* _What you should do_
The answer is the complete listing below, written out again exactly.

* _Raw data_
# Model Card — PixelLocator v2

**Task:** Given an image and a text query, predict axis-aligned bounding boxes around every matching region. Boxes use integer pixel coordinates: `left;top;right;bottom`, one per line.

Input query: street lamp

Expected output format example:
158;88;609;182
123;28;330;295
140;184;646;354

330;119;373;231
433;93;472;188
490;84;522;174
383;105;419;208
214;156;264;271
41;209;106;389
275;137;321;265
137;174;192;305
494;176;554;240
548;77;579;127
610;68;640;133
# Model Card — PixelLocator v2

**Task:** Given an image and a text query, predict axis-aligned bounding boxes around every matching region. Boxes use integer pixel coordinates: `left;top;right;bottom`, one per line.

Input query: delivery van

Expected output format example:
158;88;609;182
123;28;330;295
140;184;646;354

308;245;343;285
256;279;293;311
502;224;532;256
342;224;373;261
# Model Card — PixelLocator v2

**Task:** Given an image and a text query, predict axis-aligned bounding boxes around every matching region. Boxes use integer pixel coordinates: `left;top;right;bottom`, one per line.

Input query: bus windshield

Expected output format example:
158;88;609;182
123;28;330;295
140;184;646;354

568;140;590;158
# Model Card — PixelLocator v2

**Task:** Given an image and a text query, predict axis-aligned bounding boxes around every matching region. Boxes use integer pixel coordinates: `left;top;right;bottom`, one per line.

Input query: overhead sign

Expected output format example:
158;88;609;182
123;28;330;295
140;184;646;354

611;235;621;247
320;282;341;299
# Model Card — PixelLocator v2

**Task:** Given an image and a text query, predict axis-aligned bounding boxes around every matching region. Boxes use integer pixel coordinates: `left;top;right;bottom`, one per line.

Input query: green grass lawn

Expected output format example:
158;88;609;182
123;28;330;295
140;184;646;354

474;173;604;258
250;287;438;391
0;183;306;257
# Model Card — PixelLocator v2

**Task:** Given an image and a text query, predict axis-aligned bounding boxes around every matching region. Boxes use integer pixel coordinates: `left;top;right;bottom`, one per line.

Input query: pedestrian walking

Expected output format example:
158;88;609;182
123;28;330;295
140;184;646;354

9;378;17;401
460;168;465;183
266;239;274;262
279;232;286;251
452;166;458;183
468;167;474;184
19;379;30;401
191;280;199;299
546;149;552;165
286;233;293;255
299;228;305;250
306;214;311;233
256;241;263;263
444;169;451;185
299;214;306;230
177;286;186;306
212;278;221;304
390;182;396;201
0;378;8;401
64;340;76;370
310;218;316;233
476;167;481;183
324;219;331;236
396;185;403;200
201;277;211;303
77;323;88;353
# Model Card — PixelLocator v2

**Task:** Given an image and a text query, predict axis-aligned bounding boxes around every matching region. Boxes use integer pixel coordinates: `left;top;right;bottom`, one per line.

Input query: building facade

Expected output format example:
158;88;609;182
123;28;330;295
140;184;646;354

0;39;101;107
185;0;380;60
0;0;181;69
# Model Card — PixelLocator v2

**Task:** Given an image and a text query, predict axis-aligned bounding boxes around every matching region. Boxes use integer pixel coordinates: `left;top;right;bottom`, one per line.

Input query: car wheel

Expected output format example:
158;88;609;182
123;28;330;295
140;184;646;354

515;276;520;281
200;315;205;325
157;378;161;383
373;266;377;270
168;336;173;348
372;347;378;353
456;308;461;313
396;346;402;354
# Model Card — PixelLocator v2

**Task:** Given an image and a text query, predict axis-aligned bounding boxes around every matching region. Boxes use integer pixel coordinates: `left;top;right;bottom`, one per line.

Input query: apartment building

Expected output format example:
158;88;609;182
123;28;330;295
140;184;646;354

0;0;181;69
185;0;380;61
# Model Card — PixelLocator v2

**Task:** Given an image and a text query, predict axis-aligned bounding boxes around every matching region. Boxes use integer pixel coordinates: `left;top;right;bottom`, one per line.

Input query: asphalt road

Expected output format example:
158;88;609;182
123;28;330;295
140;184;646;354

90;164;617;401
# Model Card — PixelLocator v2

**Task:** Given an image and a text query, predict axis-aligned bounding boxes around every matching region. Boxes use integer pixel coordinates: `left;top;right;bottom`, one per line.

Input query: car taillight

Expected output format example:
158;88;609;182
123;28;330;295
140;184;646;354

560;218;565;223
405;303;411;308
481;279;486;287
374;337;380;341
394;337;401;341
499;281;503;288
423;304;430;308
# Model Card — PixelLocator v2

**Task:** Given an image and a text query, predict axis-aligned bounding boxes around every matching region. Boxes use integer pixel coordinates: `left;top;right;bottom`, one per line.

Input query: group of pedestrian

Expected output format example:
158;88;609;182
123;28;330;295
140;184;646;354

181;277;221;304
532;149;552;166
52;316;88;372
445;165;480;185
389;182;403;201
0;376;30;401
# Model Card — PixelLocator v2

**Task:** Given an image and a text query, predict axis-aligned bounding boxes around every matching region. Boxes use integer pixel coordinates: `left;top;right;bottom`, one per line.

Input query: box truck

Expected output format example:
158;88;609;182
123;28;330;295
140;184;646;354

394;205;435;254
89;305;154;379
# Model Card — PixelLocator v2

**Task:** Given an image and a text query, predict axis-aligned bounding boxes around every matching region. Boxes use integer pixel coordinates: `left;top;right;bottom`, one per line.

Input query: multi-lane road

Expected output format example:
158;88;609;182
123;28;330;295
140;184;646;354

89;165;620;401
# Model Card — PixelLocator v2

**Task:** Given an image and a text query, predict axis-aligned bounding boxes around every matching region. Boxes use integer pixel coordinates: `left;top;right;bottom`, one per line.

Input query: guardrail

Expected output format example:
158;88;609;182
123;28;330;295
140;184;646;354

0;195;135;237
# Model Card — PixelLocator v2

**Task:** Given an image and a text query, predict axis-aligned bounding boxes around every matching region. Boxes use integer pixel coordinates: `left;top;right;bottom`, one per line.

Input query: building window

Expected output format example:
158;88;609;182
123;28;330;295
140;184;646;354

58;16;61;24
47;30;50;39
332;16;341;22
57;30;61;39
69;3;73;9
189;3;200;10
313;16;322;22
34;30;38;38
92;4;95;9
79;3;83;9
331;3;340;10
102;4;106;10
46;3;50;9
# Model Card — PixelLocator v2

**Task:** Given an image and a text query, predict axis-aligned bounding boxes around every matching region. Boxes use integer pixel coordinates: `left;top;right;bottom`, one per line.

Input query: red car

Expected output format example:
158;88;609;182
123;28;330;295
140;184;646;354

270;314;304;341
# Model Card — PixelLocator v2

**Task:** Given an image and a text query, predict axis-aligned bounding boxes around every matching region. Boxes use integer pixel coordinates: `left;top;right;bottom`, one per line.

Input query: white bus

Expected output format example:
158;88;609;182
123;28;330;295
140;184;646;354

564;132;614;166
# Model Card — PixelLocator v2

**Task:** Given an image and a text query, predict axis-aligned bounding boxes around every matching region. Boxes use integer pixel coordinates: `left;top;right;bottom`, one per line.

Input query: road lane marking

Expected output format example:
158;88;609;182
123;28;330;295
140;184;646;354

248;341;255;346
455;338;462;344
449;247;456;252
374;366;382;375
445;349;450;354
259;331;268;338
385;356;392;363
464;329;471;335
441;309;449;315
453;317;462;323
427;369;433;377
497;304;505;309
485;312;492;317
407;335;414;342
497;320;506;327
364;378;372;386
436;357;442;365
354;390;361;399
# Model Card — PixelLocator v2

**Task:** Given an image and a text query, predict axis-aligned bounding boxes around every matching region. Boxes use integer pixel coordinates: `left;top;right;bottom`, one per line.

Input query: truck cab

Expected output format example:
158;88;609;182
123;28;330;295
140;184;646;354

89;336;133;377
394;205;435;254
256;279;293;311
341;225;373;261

* _Written response_
# Model Card — PixelLocator v2

**Task:** Given an image and a text query, predict axis-aligned bounding boxes around every matching region. Boxes use integer pixel coordinates: `left;top;right;bottom`, one per line.

Input query: street lamp

Expected output format example:
158;88;609;182
123;28;330;295
140;184;646;354

330;119;373;231
433;93;472;188
490;84;522;174
383;105;419;208
214;156;264;271
41;209;106;389
275;137;321;265
137;174;192;305
494;176;554;240
548;77;579;127
610;68;640;133
# Model Card — PixelLocator v2

**Task:** Given an image and a text query, predict axis-aligned bounding boxes around every matching region. Boxes use integer pixel coordinates: `left;top;right;bottom`, one per line.

Input query: delivery van

Expected output format example:
158;88;609;182
123;28;330;295
140;184;646;354

308;245;343;285
256;279;293;311
502;224;532;256
342;224;373;261
# Model Card — PixelLocator v2

**Task:** Given an image and a text query, predict axis-aligned bounding boxes around every matching region. Boxes use integer pixel coordinates: `left;top;right;bottom`, one per line.

Input query: bus windshield

Expected output format example:
158;88;609;182
123;28;330;295
140;184;646;354

568;140;590;158
# Model Card — PixelLocator v2

**Task:** Given an image and a text query, predict axis-aligned bounding boxes around every matching region. Boxes use integer pixel coordinates: `left;top;right;bottom`, one per line.

Input query: overhead sign

Expected output format example:
158;88;609;182
123;28;330;295
140;184;646;354

611;235;621;247
320;282;341;299
# Model Card — PixelLocator v2

**Task:** Given an image and a text query, predict axis-aligned bounding boxes around every matching region. Boxes use integer pixel coordinates: `left;top;right;bottom`, one per line.

Input query: green grass lawn

Expected output format example:
158;88;609;182
123;28;330;295
140;184;646;354

474;173;604;258
250;287;438;391
0;183;306;257
# Model Card — PixelLocator v2

**Task:** Given an image and a text query, predict axis-aligned bounding boxes around every matching region. Boxes use integer pixel coordinates: `left;top;right;bottom`, one per line.

Input query: pedestrian walking

Expected output format example:
158;88;609;182
123;28;330;295
140;184;646;354

9;378;17;401
460;168;465;183
266;239;274;262
279;232;286;251
452;166;458;183
468;167;474;184
19;379;30;401
191;280;199;299
546;149;552;165
286;233;293;255
299;228;305;250
306;214;311;233
256;241;263;263
444;169;451;185
299;214;306;230
177;286;186;306
212;278;221;304
390;182;396;201
0;378;8;401
64;340;76;370
310;218;316;233
476;167;481;183
324;219;331;236
396;185;403;200
201;277;211;303
77;323;88;353
# Model Card — PixelLocator v2

**Task:** Given an image and a text query, predict axis-aligned bounding boxes around every matching region. Boxes use integer pixel coordinates: `left;top;right;bottom`, one per line.

Input query: building facade

Expected output format example:
158;88;609;182
123;28;330;295
140;184;646;354

0;39;101;107
185;0;380;60
0;0;181;69
# Model Card — PixelLocator v2

**Task:** Given an image and a text query, predict axis-aligned bounding boxes around every matching region. Boxes use integer pixel coordinates: `left;top;right;bottom`, one per line.

Input query: car wheel

Expected output format example:
158;88;609;182
123;28;330;295
140;184;646;354

515;276;520;281
200;315;205;325
157;378;161;383
373;266;377;270
168;336;173;348
372;347;378;353
456;308;461;313
396;346;402;354
# Model Card — PixelLocator v2

**Task:** Given an image and a text query, predict axis-aligned bounding boxes around every matching region. Boxes use integer pixel coordinates: `left;top;right;bottom`, one per line.

Input query: apartment building

Expected output format example:
158;88;609;182
123;28;330;295
140;184;646;354

0;0;181;69
185;0;380;61
# Model Card — PixelLocator v2

**Task:** Given an image and a text query, predict axis-aligned bounding boxes around every matching region. Boxes use integer pixel coordinates: `left;top;right;bottom`, one per line.

Input query: asphalt road

Expected output format example:
158;88;609;182
123;28;330;295
140;184;646;354

90;164;617;401
# Model Card — PixelLocator v2

**Task:** Given an image and a text query, predict axis-aligned bounding boxes around every matching region. Boxes use integer pixel coordinates: `left;top;right;bottom`, one per line.

Input query: car taillight

Expected output format example:
158;88;609;182
123;28;330;295
140;184;646;354

560;218;565;223
405;303;411;308
481;279;486;287
374;337;380;341
394;337;401;341
499;281;503;288
423;304;430;308
# Model Card — PixelLocator v2

**Task:** Given an image and a text query, predict axis-aligned bounding boxes around every matching region. Boxes use integer pixel coordinates: `left;top;right;bottom`, one per line.

Input query: group of pedestrian

Expected output format example:
158;88;609;182
123;28;330;295
140;184;646;354

181;277;221;304
532;149;552;166
52;316;88;372
445;165;480;185
389;182;403;201
0;376;30;401
# Model Card — PixelLocator v2

**Task:** Given an image and a text query, predict axis-aligned bounding boxes around every matching region. Boxes use integer pixel coordinates: `left;top;right;bottom`, one per line.

Input query: box truck

Expected output format example:
158;88;609;182
123;28;330;295
140;184;646;354

394;205;435;254
89;305;154;379
# Model Card — PixelLocator v2

**Task:** Given an image and a text query, predict axis-aligned bounding boxes around every matching region. Boxes use integer pixel coordinates: `left;top;right;bottom`, one per line.

Input query: multi-lane road

Expected output format example:
158;88;609;182
123;28;330;295
140;184;646;354

89;165;620;401
# Model Card — PixelLocator v2

**Task:** Given an image and a text query, predict axis-aligned bounding boxes around every matching region. Boxes use integer pixel coordinates: `left;top;right;bottom`, one per line.

Input query: guardrail

Expected output format example:
158;88;609;182
123;28;330;295
140;184;646;354

0;195;135;237
# Model Card — PixelLocator v2

**Task:** Given an image and a text query, predict axis-aligned bounding boxes around every matching region. Boxes use integer pixel coordinates: `left;top;right;bottom`, one per line.

Input query: building window

Expected output format example:
158;88;609;182
123;28;330;295
140;184;646;354

58;16;61;24
47;30;50;39
332;16;341;22
57;30;61;39
69;3;73;9
189;3;200;10
313;16;322;22
34;30;38;38
92;4;95;9
79;3;83;9
331;3;340;10
102;4;106;10
46;3;50;9
# Model Card — PixelLocator v2

**Task:** Given an image and a text query, predict axis-aligned bounding boxes around every matching region. Boxes use integer pixel coordinates: `left;top;right;bottom`, one per line.

Input query: red car

Expected output format example:
158;88;609;182
123;28;330;295
140;184;646;354

270;314;304;341
# Model Card — PixelLocator v2

**Task:** Given an image and a text query, predict axis-aligned bounding boxes around every matching region. Boxes use integer pixel coordinates: `left;top;right;bottom`, one per line.

Input query: white bus

Expected output format example:
158;88;609;182
123;28;330;295
140;184;646;354

564;132;614;166
# Model Card — PixelLocator v2

**Task:** Given an image and a text query, predict axis-aligned bounding boxes around every matching region. Boxes use integer pixel coordinates: `left;top;right;bottom`, one per line.

Input query: road lane marking

Expected output format example:
158;88;609;182
123;28;330;295
140;184;646;354

248;341;255;346
455;338;462;344
449;247;456;252
374;366;382;375
445;349;450;354
259;331;268;338
385;356;392;363
464;329;471;335
441;309;449;315
453;317;462;323
427;369;433;377
497;304;505;309
485;312;492;317
407;335;414;342
497;320;506;327
364;378;372;386
436;357;442;365
354;390;361;399
# Model Card — PixelLocator v2

**Task:** Given an image and a text query, predict axis-aligned bounding boxes around every matching region. Boxes use integer pixel coordinates: `left;top;right;bottom`, one per line.

Input query: truck cab

Expected output format example:
158;88;609;182
123;28;330;295
140;184;646;354

89;336;133;377
394;205;435;254
256;279;293;311
341;225;373;261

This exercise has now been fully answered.